- **Required work**: Exactly what is written in the records below should be returned, minus the images.

⁂

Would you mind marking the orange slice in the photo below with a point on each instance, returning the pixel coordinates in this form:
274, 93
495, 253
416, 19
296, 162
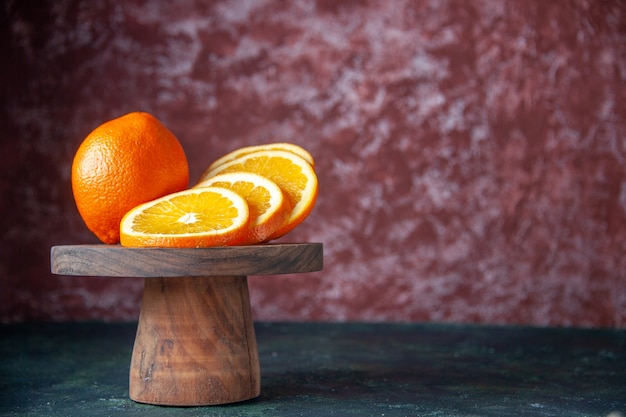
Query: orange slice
292, 173
278, 146
268, 207
200, 217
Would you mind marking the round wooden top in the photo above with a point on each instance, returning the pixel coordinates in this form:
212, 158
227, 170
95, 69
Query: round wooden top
118, 261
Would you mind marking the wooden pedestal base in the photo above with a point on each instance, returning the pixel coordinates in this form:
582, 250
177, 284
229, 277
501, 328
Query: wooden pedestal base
195, 343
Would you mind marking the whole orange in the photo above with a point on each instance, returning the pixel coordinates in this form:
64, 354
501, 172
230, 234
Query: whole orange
123, 163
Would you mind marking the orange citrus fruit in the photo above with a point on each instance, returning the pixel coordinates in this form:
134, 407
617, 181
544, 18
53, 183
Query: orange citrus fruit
194, 218
122, 163
293, 174
268, 207
278, 146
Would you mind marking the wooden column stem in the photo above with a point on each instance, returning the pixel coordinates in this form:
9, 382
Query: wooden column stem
195, 343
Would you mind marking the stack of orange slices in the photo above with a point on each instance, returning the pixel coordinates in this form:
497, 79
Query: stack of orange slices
251, 195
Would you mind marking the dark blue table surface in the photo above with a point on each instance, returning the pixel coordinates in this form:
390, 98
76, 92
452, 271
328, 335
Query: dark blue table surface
325, 369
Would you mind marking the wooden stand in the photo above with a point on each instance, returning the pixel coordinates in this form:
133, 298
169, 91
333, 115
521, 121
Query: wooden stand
195, 342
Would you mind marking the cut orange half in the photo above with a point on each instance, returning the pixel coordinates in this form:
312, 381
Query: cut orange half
278, 146
268, 207
292, 173
200, 217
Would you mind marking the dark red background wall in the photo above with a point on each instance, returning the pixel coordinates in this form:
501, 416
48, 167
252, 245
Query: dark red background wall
471, 154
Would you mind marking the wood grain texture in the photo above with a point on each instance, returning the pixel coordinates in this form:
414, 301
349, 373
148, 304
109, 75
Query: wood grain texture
195, 343
118, 261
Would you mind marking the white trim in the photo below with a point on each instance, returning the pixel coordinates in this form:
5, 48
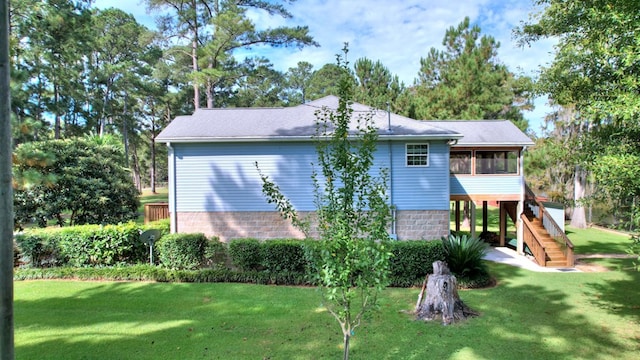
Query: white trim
406, 154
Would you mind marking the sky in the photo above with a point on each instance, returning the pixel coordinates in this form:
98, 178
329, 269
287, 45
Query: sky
398, 33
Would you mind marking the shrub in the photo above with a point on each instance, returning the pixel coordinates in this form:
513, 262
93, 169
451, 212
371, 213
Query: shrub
182, 251
283, 256
216, 253
412, 261
245, 254
38, 248
101, 245
464, 255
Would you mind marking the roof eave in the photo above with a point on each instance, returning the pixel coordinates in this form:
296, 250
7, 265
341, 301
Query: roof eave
299, 138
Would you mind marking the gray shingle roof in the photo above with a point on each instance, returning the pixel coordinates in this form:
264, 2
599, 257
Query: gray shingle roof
485, 132
281, 124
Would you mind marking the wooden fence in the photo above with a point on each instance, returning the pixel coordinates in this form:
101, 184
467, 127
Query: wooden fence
155, 211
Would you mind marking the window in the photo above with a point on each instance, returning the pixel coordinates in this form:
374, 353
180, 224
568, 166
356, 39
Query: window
460, 162
497, 162
417, 154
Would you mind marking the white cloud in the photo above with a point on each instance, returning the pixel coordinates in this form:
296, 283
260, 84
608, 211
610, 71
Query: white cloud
398, 33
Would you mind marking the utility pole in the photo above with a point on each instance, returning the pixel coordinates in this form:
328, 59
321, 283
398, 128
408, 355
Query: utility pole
6, 194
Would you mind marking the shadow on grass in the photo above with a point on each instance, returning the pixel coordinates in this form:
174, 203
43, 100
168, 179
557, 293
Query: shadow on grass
173, 321
518, 321
620, 297
526, 316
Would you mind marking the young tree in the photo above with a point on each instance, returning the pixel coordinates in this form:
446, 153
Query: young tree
353, 211
467, 81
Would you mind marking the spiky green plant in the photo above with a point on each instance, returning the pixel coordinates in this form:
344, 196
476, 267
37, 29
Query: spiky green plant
464, 255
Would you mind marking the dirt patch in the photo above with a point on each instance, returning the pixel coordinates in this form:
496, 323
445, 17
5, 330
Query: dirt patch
590, 267
586, 266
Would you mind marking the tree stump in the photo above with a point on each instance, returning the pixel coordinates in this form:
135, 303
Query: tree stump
442, 299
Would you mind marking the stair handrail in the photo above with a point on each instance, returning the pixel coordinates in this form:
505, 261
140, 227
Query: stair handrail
551, 226
532, 239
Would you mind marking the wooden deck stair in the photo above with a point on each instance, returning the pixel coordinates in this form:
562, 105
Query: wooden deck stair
549, 244
554, 255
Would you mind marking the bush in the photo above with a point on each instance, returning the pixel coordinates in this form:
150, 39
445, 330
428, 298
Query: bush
412, 261
245, 254
101, 245
38, 248
464, 255
283, 256
216, 253
182, 251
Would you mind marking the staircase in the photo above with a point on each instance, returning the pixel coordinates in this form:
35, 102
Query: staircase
548, 243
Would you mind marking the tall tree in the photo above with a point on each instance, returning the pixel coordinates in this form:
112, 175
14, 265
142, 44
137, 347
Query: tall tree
298, 80
376, 86
324, 81
467, 81
51, 39
595, 70
6, 196
352, 208
215, 29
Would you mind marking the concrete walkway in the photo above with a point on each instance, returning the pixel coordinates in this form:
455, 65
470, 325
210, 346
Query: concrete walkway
509, 256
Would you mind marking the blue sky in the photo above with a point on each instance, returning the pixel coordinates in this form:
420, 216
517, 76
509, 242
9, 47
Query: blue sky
398, 33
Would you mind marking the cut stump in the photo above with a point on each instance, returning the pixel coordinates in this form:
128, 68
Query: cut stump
442, 300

⁂

- **Output**:
Would you mind marking the orange slice in the photo below with a point on each instance, returning the pixel coordinates in this form:
274, 93
495, 253
416, 19
296, 162
Query: orange slice
292, 173
278, 146
268, 207
200, 217
Would you mind marking the round wooden top in the photo above with a point on each instance, returning the pixel coordinates in this form:
212, 158
227, 170
95, 69
Query: round wooden top
118, 261
Would you mind marking the wooden pedestal base in the photo above with a point on each instance, returning the pixel coordinates in this form:
582, 250
177, 284
229, 277
501, 328
Query: wooden pedestal base
195, 343
Would you mind marking the whole orange in the photo above with a point on each instance, returning the pixel coordinates in this form:
64, 354
501, 172
230, 234
Query: whole orange
123, 163
Would you mind marking the orange citrus fruit in the photo above with a point on each instance, returning the pixel coordinates in this form:
134, 407
617, 181
544, 18
53, 183
Query: orange citrus fruit
194, 218
122, 163
293, 174
268, 207
278, 146
Would you mind marking the wooden column stem in the photo above with a point on each instance, returning the pixel coordinates in this form:
9, 382
Query: wooden column stem
195, 343
Would you mind marking the stack of orange slices in the photo above with a point on each instance, returning the pixel coordinates in this form:
497, 79
Query: stack of orange slices
251, 195
Would you mind marking the dark blue table surface in the photo above with a point on each instance, returning the pixel coordinates in this form:
390, 98
76, 92
452, 271
328, 335
Query: dark blue table surface
325, 369
Would you mind marking the wooden stand in the photo above with a point on each instance, returning the pixel coordinates in this form:
133, 298
169, 91
333, 115
521, 121
Query: wooden stand
195, 342
Would you mind marking the cut orange half in the photo above with a point on each instance, returning the pixel coordinates in this form:
312, 381
Query: cut orange half
278, 146
268, 207
292, 173
200, 217
Would you mind marking the dark red background wall in the photo above with a point on each instance, returning the pixel coordinates in this form:
501, 416
48, 167
252, 245
Query: dark red background wall
471, 154
Would you mind marking the wood grain texture in the photo above with a point on each instance, returning the pixel coordinates in this form:
414, 301
349, 373
148, 304
109, 75
Query: wood grain texture
195, 343
118, 261
Would you mind marking the white trim in the photo below with a point on each instance, returning the pixel coordinates in this form:
5, 48
Query: white trim
406, 154
Would you mind marking the sky in the photo above with a point on each instance, returning the pixel coordinates in this form:
98, 178
329, 269
287, 45
Query: sky
398, 33
Would you mind marking the shrub in the photo above with a point on each instance, returning the pixel coordinates in this form:
513, 262
93, 169
451, 212
371, 213
Query: shrub
182, 251
283, 256
216, 253
412, 261
245, 254
38, 248
101, 245
464, 255
Would you mind marking the roof eave in the photo above with a point on each instance, returning the pixel coordinates in this form:
296, 250
7, 265
341, 301
Query: roof eave
299, 138
Would you mind marking the gray shingle roof in the photo above with a point on each instance, returning the pixel coordinates in this form:
264, 2
599, 257
Query: gray shingle roof
485, 132
281, 124
Would you mind marking the wooden fence in the photo above with a point on each instance, returning the pixel coordinates in this form:
101, 184
467, 127
Query: wooden fence
155, 211
Would you mind marking the window in the photo above with a point on each instance, returning the pixel coordinates in this form:
374, 353
180, 224
568, 166
356, 39
Query: window
460, 162
497, 162
417, 154
Would you mind marking the white cloud in the photo above with a point on each instance, returning the pixel coordinates in this form:
296, 283
260, 84
608, 211
610, 71
Query: white cloud
398, 33
Would you mind marking the utility pole in the photo above with a point on each instance, returning the pixel coordinates in this form:
328, 59
321, 283
398, 128
408, 355
Query: utility pole
6, 194
Would you mind marking the shadow on grass in the photo above with a point on each instance, returning the pixel coordinates in this form:
174, 203
43, 100
168, 179
557, 293
Query: shadow on grass
173, 321
518, 321
620, 297
526, 316
Would you mind marking the young tree in the photo above with a point on each instance, returning the pixel coordinates in this form:
446, 153
Query: young tree
353, 211
467, 81
Would you mind marking the spiky green plant in the photo above with a point on each instance, returning the pixel coordinates in this form:
344, 196
476, 267
37, 29
Query: spiky green plant
464, 255
Would you mind marking the dirt patch in the photo above with a point on each instance, returning the pixel coordinates in this form:
496, 323
445, 17
5, 330
Query: dirt patch
590, 267
586, 266
Would you mind marking the tree stump in the photo above with a point on each instance, returning the pixel coordinates in this form:
135, 303
Query: tree stump
442, 299
Would you mind marking the stair handrail in the photo above with a point on each instance, returning the pixel coordinates in this form:
505, 261
140, 227
Query: stair handrail
551, 226
532, 239
Would you mind marking the wooden deck stair in the photo above with a point on each instance, returning the pixel coordinates in this form:
562, 105
Query: wooden deck stair
549, 244
554, 255
Would you mind marking the bush in the photo above with a point on each instance, returning the pixel coordinates in this form:
150, 39
445, 330
428, 298
Query: bush
412, 261
245, 254
101, 245
38, 248
464, 255
283, 256
216, 253
182, 251
Would you mind marking the staircase in the photo above with a point on each instance, returning the pixel coordinates in this form:
35, 102
Query: staircase
548, 243
Would you mind marking the tall tree in the photo above with a point on each instance, returning the pixel coordinates in this form:
112, 175
14, 265
142, 44
137, 347
Query: tall tree
298, 80
376, 86
324, 81
467, 81
51, 39
595, 70
6, 196
352, 208
215, 29
Would you mind marking the concrete walkway in the photo above with a point on each instance, returning the pixel coordinates in this form:
455, 65
470, 325
210, 346
Query: concrete walkway
509, 256
Would you mind marking the blue sky in the photo above with a point on each instance, returning the pixel coordinates in this form:
420, 216
517, 76
509, 242
9, 47
Query: blue sky
398, 33
Would you mind marking the cut stump in the photo above with a point on each instance, returning the pixel coordinates in this form:
128, 68
Query: cut stump
442, 300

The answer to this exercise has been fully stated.